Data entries
[Start of section]

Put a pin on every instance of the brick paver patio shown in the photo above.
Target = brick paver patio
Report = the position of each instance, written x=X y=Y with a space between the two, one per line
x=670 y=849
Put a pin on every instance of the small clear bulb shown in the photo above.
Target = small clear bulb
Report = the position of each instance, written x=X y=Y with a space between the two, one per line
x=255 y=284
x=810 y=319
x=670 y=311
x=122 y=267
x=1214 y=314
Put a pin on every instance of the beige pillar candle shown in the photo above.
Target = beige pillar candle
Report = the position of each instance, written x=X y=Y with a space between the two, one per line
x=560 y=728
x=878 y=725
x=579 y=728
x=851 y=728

[End of section]
[Start of section]

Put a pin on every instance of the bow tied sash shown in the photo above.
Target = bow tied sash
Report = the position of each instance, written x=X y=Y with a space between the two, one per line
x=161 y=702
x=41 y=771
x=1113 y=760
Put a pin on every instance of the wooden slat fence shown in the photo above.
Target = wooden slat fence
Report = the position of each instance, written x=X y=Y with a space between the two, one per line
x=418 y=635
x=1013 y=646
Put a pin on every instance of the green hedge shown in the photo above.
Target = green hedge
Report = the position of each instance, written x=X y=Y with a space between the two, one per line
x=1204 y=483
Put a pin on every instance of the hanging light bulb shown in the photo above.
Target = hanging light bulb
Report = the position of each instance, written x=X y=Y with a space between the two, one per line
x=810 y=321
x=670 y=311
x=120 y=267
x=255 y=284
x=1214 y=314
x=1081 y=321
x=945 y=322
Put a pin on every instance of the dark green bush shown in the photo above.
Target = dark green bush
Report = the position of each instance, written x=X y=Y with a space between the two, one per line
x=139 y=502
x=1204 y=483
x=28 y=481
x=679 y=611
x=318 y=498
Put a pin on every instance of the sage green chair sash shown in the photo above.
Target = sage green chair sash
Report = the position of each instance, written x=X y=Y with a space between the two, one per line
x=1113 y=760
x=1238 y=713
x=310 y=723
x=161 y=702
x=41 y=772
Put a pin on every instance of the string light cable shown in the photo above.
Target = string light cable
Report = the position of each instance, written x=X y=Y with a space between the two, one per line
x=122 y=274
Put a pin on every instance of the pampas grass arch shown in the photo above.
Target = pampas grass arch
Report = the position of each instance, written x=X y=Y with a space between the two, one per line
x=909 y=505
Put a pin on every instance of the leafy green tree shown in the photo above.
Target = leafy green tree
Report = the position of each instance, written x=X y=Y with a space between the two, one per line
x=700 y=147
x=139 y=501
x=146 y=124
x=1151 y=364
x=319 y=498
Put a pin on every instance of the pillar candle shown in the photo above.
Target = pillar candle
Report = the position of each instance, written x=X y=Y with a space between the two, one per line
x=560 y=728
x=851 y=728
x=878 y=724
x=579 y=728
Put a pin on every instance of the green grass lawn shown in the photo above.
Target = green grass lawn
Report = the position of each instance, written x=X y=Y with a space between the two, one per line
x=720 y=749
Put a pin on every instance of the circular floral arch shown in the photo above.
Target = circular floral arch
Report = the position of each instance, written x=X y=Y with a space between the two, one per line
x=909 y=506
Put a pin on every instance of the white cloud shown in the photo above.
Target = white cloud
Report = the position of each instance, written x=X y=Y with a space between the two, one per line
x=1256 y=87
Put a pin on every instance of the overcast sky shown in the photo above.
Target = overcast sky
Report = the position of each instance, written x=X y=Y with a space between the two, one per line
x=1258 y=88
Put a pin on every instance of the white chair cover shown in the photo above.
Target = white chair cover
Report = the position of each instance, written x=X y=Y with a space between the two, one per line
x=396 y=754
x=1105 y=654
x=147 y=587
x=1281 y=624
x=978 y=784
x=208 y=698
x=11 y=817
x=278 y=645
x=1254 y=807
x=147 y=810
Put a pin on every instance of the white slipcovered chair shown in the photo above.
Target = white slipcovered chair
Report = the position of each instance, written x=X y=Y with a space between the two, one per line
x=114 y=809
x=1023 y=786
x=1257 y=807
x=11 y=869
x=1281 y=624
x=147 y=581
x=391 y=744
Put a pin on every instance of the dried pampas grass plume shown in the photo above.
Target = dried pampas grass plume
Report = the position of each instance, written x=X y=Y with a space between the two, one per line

[End of section]
[Start of section]

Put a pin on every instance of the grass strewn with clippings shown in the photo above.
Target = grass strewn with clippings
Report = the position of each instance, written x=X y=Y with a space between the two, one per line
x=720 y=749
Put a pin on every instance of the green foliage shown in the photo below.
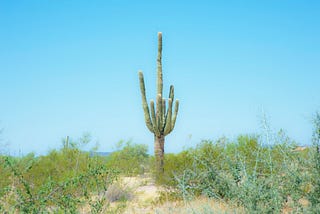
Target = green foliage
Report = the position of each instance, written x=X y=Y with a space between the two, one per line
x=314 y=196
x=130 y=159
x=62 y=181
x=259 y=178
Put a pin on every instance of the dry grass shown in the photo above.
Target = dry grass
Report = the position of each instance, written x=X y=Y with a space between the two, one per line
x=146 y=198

[End of section]

ACTION ITEM: Above are the records; from them, give again exactly the lines from the one containing "Target = dark green bush" through the one containing "Target = sage green chair sash", both included.

SOLUTION:
Target = dark green bush
Report = the position of each instance, written x=X y=Y with a space between the two, one per line
x=139 y=502
x=1204 y=483
x=28 y=481
x=679 y=611
x=318 y=498
Put a pin on every instance of the sage green chair sash shown in the photo above.
Target = sage green chair sash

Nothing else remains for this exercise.